> _Extrait à lire_:
'''

Ne sommes-nous pas nous aussi des dépressifs, comme Élie, qui voyait cet engrenage sans fin de violence, nous qui chantons à chaque Noël, Paix sur la terre, bonne volonté envers les hommes et qui voyons l’Humanité saisie d’une frénésie de violence, y compris les dirigeants de nos peuples. Dépression et angoisse devant cette question : comment cela va-t-il finir ?

Élie se convainc, devant tant d’hostilité qu’il est seul (chap. 18/22 et 19/14), en quelque sorte le dernier des justes[8], et cela nourrit sa dépression, comme la nôtre, nous qui voyons le nombre de fidèles se rétrécir d’année en année comme peau de chagrin, malgré nos efforts infructueux, y compris dans nos propres familles, avec cette même lancinante question : comment cela va-t-il finir ?

Enfin, malgré toutes nos prières, que ta volonté soit faite sur la terre comme au ciel, ne voir toujours rien venir, pas le moindre petit signe, n’y a–t-il pas de quoi déprimer ? (pour être plus précis, nous ne savons pas voir, discerner ces signes autour de nous !)

L’obstination d’Élie à vouloir purifier le pays est vouée d’avance à l’échec. Il ne connaissait pas, et pour cause, la parabole de l’ivraie ou celle du semeur, sur lesquelles nous avons médité récemment.

Alors Élie se réfugie dans sa caverne, les disciples dans leur barque, nous dans nos églises et nos temples. Au moins là, nous sommes en sécurité, entre frères, proches de notre Dieu que nous pouvons louer.

Mais Dieu dit à Élie : Sors ! et pour lui parler il n’emploie ni la force du vent, ni la puissance d’un tremblement de terre, ni la chaleur du feu, mais le bruissement d’un souffle ténu, par lequel Dieu dit à Élie : reprends ton chemin pour terminer ta mission.

Cette mission sera de choisir son successeur, Élisée. Mais auparavant il y aura l’épisode de la vigne de Naboth, à l’issue duquel Élie annoncera à Achab qu’il mourra comme il a vécu : dans la violence et l’abjection, au point que les chiens boiront son sang. Mais Élie ne verra pas ce jour de colère de YHWH accompli par Jéhu, nouveau roi d’Israël, qu’il aura choisi auparavant.

Tout comme pour Moïse, qui n’entra pas en terre promise, mais son successeur, Josué.

'''

> _Consigne donnée_:
Répondez d'après l'extrait sur Élie :
1. Où Élie se réfugie-t-il ?
2. Par quel moyen Dieu parle-t-il à Élie ?
3. Qui Élie doit-il choisir comme successeur ?
La liste qui suit n'a aucun rôle ici.

> _Liste fournie_:
'''

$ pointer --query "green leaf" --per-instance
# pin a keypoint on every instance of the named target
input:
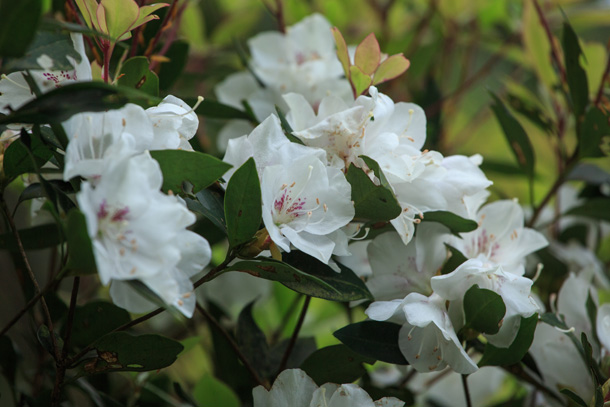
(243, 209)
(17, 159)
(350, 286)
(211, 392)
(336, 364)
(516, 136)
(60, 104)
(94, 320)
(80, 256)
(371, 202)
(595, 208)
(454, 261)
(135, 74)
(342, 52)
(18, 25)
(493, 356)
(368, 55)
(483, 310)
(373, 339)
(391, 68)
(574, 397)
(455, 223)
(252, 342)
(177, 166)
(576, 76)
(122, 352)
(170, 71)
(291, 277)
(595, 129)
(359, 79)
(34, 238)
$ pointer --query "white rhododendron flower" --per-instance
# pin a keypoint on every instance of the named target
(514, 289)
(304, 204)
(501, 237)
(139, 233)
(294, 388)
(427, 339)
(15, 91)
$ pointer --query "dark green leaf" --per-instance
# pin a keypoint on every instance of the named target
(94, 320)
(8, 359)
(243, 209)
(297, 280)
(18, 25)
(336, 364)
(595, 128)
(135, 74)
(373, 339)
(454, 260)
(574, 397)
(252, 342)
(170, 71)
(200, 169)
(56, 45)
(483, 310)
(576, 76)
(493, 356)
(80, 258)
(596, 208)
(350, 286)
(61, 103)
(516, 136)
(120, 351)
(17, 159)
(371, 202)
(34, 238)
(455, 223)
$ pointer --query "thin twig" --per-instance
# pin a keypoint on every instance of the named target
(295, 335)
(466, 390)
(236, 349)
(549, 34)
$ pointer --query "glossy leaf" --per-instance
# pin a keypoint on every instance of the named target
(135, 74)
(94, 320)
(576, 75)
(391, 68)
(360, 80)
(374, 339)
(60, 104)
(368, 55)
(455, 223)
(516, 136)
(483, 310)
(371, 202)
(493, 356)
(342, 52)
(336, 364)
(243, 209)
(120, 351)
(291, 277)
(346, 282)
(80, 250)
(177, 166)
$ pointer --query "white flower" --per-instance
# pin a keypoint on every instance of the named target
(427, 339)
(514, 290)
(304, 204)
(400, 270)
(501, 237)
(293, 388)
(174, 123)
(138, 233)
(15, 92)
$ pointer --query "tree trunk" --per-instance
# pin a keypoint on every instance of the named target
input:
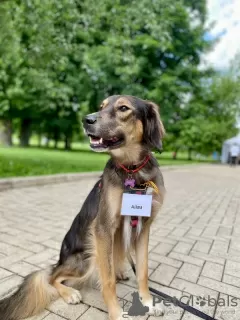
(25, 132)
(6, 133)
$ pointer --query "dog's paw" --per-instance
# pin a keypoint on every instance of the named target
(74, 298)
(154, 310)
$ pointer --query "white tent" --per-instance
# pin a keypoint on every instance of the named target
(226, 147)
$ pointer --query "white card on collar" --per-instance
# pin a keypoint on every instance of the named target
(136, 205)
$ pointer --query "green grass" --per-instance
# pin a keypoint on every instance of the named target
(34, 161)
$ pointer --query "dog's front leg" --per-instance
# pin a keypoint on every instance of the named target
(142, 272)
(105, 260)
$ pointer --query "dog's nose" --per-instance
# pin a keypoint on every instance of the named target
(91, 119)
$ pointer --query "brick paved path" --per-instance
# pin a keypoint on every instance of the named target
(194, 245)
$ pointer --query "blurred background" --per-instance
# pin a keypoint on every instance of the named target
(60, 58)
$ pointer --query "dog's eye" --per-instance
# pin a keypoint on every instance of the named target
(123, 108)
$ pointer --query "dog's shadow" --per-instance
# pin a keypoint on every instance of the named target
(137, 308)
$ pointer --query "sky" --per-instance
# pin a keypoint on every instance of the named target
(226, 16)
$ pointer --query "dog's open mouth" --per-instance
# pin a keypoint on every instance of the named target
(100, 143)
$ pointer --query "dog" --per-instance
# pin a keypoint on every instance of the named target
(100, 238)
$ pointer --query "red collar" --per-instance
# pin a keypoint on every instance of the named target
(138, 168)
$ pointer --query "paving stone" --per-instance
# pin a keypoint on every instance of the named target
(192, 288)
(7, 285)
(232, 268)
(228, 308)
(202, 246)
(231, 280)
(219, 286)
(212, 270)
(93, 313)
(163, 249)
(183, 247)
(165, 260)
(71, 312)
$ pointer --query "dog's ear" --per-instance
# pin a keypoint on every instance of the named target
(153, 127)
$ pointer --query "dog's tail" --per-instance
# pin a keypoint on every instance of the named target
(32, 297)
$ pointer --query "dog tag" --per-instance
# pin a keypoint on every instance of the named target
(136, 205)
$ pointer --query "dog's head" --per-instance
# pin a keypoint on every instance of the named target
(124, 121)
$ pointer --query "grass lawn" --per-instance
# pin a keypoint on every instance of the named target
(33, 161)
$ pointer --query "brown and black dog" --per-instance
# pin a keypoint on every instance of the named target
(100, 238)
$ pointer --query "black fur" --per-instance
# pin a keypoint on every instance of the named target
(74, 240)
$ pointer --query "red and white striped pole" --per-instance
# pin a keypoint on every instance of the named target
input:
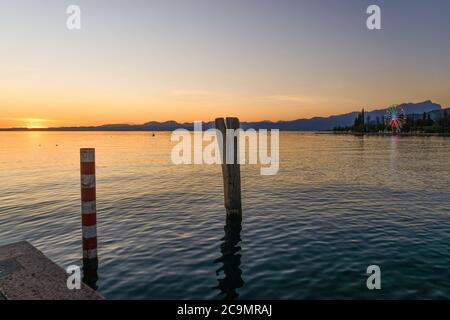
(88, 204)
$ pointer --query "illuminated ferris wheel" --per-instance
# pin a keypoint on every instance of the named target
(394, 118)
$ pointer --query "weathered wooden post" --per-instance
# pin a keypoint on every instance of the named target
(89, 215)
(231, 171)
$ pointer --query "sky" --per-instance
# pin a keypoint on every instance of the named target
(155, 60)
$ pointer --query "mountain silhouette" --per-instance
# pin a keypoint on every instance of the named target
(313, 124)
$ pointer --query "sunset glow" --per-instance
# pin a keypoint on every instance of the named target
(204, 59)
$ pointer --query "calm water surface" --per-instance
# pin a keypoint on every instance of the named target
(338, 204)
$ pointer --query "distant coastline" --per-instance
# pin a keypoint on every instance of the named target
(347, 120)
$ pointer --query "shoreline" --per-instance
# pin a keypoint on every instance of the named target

'''

> _Résultat obtenu_:
1. Dans sa caverne.
2. Par le bruissement d'un souffle ténu.
3. Élisée.